Extracted text ::
General Characteristics Of Thoracic Outlet Syndrome

The thoracic outlet syndrome is a constellation of neurovascular symptoms resulting from compression at the thoracic outlet. Ninety-five percent of thoracic outlet syndromes result from neurologic symptoms usually from compression of the lower roots of the brachial plexus. Only 5% of the thoracic outlet syndrome is vascular in etiology. The brachial plexus consists of input from C5, C6, C7, C8 and T1. The most common cause of the thoracic outlet syndrome results from compression of the lower roots of the brachial plexus, i.e. the ulnar distribution contributed to from C8 and T1.

The thoracic outlet is that region bordered by the clavicle and first rib (Fig. 22.1). Posteriorly, it is bounded by the scalene medius and the long thoracic nerve. The anterior scalene inserting on scalene tubercle of first rib divides the thoracic outlet into an anterior compartment containing the subclavian vein, and the posterior compartment containing the subclavian artery and the brachial plexus. The most common cause of the thoracic outlet syndrome is a cervical rib. This occurs in about 95% of patients with the syndrome. Other bony abnormalities may exist and contribute to the thoracic outlet syndrome. This includes rudimentary first ribs or fusion of the first and second ribs, clavicular deformities or first rib fractures. First rib anomalies are often related to vascular cause of thoracic outlet syndrome (Fig. 22.2a-c).

There are several tests used to mimic the findings of the thoracic outlet syndrome. Most of these are neither sensitive nor specific and generally are of questionable value but will be included here for completeness. Perhaps the most useful of all these tests is the Roos test.

Recorded data ::
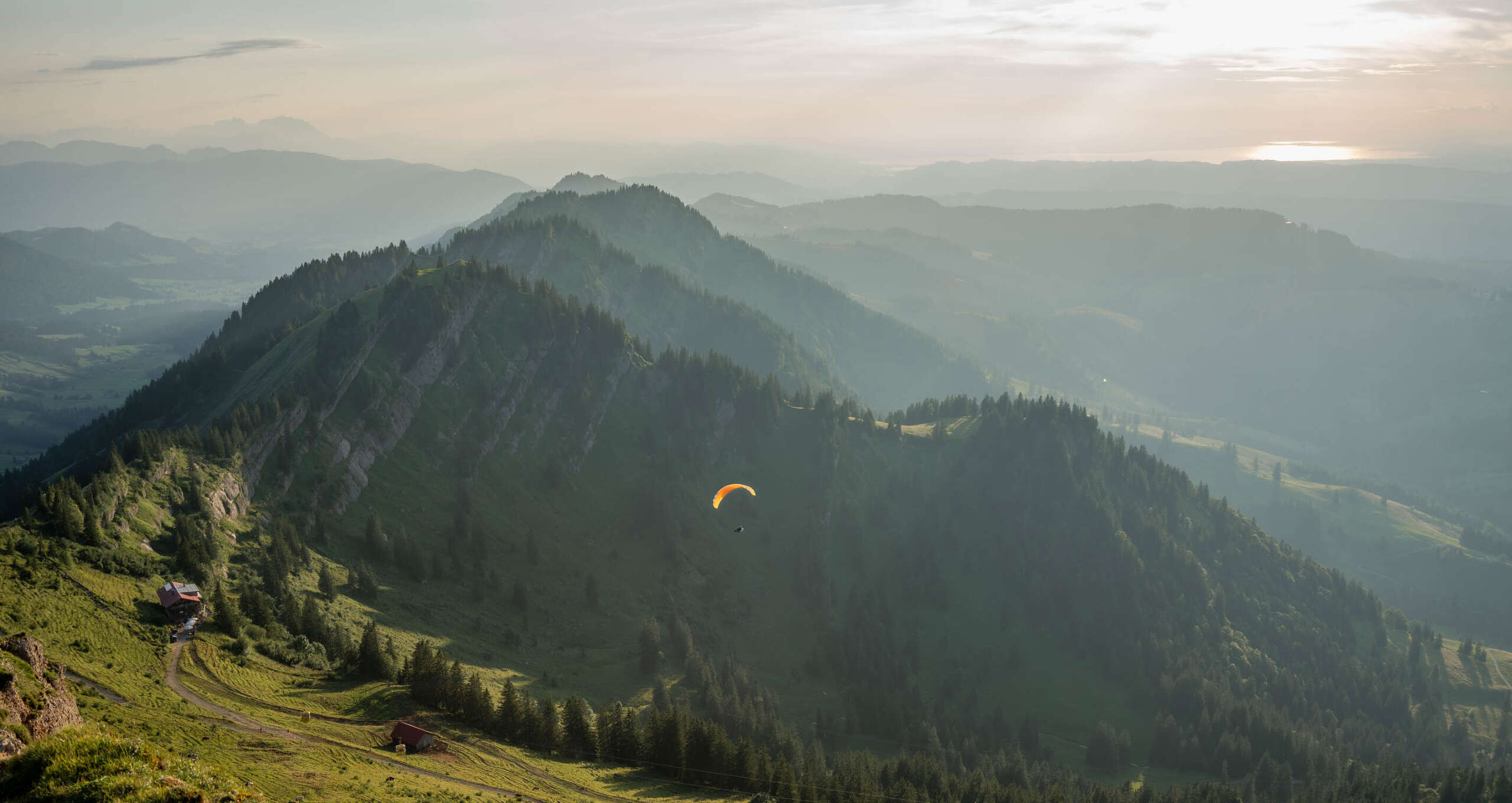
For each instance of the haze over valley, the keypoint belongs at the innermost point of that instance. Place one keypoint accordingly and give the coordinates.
(924, 403)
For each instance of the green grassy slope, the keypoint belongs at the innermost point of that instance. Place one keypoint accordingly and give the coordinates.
(555, 429)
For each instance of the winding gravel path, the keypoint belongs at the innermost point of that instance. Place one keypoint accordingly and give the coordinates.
(249, 725)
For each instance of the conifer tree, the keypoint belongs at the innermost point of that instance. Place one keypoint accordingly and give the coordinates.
(226, 615)
(327, 583)
(579, 739)
(371, 658)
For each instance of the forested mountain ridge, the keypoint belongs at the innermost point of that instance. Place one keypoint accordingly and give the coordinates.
(887, 362)
(1210, 312)
(481, 418)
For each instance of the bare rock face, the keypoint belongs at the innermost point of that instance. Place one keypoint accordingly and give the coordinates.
(58, 711)
(57, 708)
(229, 500)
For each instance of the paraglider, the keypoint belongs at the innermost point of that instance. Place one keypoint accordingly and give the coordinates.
(726, 491)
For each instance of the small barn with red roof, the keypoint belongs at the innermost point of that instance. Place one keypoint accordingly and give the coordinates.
(413, 737)
(180, 599)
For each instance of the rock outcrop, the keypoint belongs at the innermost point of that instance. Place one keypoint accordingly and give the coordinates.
(43, 705)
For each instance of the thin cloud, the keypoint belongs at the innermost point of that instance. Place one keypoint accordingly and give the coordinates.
(218, 52)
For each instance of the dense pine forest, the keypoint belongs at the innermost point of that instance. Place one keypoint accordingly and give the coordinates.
(466, 427)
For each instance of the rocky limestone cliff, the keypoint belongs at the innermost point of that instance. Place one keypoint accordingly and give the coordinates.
(43, 704)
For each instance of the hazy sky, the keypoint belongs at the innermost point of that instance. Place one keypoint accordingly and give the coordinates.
(888, 81)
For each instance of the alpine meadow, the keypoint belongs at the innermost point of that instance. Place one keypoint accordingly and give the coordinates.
(775, 403)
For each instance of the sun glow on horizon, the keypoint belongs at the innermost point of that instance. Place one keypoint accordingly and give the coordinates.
(1302, 152)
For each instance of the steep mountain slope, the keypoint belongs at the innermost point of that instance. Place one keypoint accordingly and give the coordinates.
(37, 282)
(935, 587)
(664, 311)
(317, 201)
(1384, 368)
(654, 303)
(887, 362)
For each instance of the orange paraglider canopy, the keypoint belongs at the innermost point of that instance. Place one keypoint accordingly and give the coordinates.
(728, 489)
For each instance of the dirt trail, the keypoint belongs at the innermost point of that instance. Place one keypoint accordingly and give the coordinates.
(249, 725)
(1499, 669)
(517, 764)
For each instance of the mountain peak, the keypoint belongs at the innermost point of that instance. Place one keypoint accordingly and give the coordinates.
(586, 185)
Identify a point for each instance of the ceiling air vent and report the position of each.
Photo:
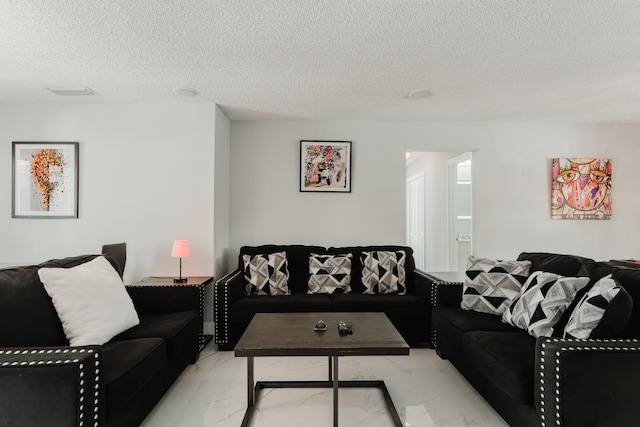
(72, 91)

Your task ::
Reproduce the thoracic outlet syndrome text starting at "There are several" and ending at "the Roos test.", renaming "Roos test" to "elevated arm stress test". The items above are material separate from the thoracic outlet syndrome text.

Your solution ::
There are several tests used to mimic the findings of the thoracic outlet syndrome. Most of these are neither sensitive nor specific and generally are of questionable value but will be included here for completeness. Perhaps the most useful of all these tests is the elevated arm stress test.